Exercise tasks —
(A) In the ICU thread, which port prefers the limited set of i18n features the operating system provides instead of ICU?
(B) Please say whether each statement agrees with the ICU thread, answering yes or no and quoting the words that decide it: (i) The WinCairo port uses ICU. (ii) The writer favors placing a big copy of the ICU code in the tree. (iii) Some people in resource-constrained environments would rather leave out ICU because of its size.
(C) Proceed with the ICU thread, picking up after its last sentence.

Re: [webkit-dev] Proposal: Use ICU in WebKit code

2013-10-07 Thread Patrick Gansterer
On 05.10.2013, at 19:13, Brent Fulgham wrote:

 The WinCairo port is as close to the AppleWin port as possible. It uses ICU 
 and I have no intention of changing that.
 
 The WinCE port is maintained by Patrick Gangsterer. I believe that this port 
 does not want to use ICU, preferring to use the limited subset of i18n 
 features provided by the operating system.

That's correct, but I think that changing the current API to ICU and implement 
some stub functions instead is a good idea.
Can we put the source code of this dummy-ICU somewhere into the tree?
See also the discussion about a reduced ICU at [1], but this would require a 
big copy of the ICU code in the tree, which I don't see as a good idea.

 I have heard from a number of people, mainly using WebKit in resource 
 constrained environments, who prefer to omit ICU due to its relatively large 
 footprint. But many of their concerns about library size might be satisfied 
 by rebuilding ICU with settings that omit the large encoding database. This 
 makes sense if their use cases do not need these features.

Dataset content —
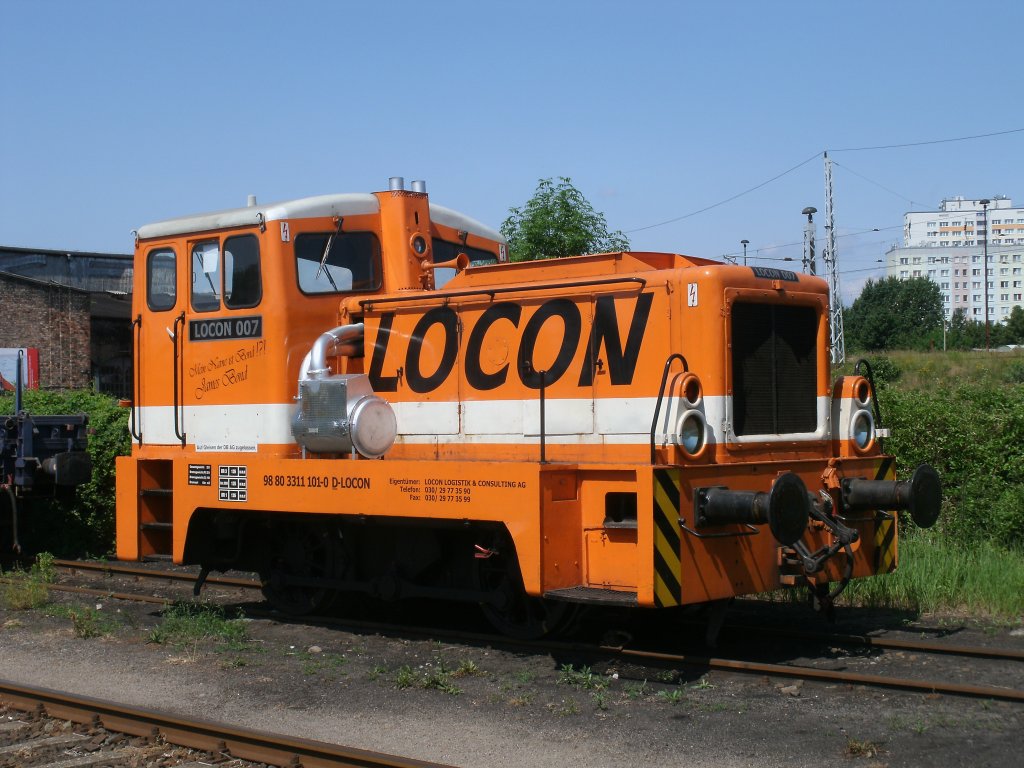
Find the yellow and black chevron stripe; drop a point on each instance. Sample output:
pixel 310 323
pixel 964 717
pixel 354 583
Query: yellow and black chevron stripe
pixel 885 534
pixel 667 535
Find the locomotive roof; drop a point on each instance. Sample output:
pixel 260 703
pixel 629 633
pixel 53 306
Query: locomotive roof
pixel 348 204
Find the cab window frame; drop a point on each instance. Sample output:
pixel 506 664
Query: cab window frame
pixel 315 242
pixel 216 285
pixel 255 291
pixel 151 258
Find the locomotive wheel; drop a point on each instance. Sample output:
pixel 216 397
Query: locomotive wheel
pixel 511 610
pixel 301 552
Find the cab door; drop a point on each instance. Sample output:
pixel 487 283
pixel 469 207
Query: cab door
pixel 158 324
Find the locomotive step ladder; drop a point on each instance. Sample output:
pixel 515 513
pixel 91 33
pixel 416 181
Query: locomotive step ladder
pixel 156 509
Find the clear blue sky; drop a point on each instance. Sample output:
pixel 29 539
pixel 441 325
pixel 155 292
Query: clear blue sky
pixel 118 114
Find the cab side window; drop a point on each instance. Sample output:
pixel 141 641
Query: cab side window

Exercise answers —
(A) The WinCE port.

(B)
(i) Yes: "It uses ICU"
(ii) No: "which I don't see as a good idea"
(iii) Yes: "prefer to omit ICU due to its relatively large footprint"

(C)
If you use WebKit e.g. as a simple english-only GUI without text-input there is 
no need for ICU, expect to compile the remaining code. So a dummy-ICU would 
be everything you need for this use-case and reduces the required resources

 -Brent
 
 Sent from my iPad
 
 On Oct 4, 2013, at 11:48 PM, Dirk Schulze dschu...@adobe.com wrote:
 
 
 On Oct 5, 2013, at 7:37 AM, Darin Adler da...@apple.com wrote:
 
 Any thoughts on this? I am not sure what the status of the WinCE port is, 
 but I’d like to hear from the maintainers of that port on the port status 
 and their view on this strategy.
 
 Do you really mean WinCE or WinCairo? I thought that WinCE was discontinued 
 a long time ago and already removed. Probably I was wrong.
 
 Greetings,
 Dirk

-- Patrick

[1] https://lists.webkit.org/pipermail/webkit-dev/2013-June/025018.html

___
webkit-dev mailing list
webkit-dev@lists.webkit.org
https://lists.webkit.org/mailman/listinfo/webkit-dev


Re: [webkit-dev] Proposal: Use ICU in WebKit code

2013-10-07 Thread Darin Adler
On Oct 7, 2013, at 1:34 AM, Patrick Gansterer par...@paroga.com wrote:

 On 05.10.2013, at 19:13, Brent Fulgham wrote:
 
 The WinCairo port is as close to the AppleWin port as possible. It uses ICU 
 and I have no intention of changing that.
 
 The WinCE port is maintained by Patrick Gangsterer. I believe that this port 
 does not want to use ICU, preferring to use the limited subset of i18n 
 features provided by the operating system.
 
 That's correct, but I think that changing the current API to ICU and 
 implement some stub functions instead is a good idea.
 Can we put the source code of this dummy-ICU somewhere into the tree?

Sure, seems fine to have it in the WebKit tree, presumably alongside or inside 
WTF. It’s really the same thing as what’s in wtf/unicode right now with some 
different function names. Mostly it would be moving that code inside functions 
with new names.

What we need is a road map.

I know how to change WebKit to use ICU directly, and how to test that both on 
my own Mac and the EWS and buildbot machines, but I don’t know how to test and 
figure out exactly how many of these stub functions are needed, even for a port 
with a buildbot but especially for one without.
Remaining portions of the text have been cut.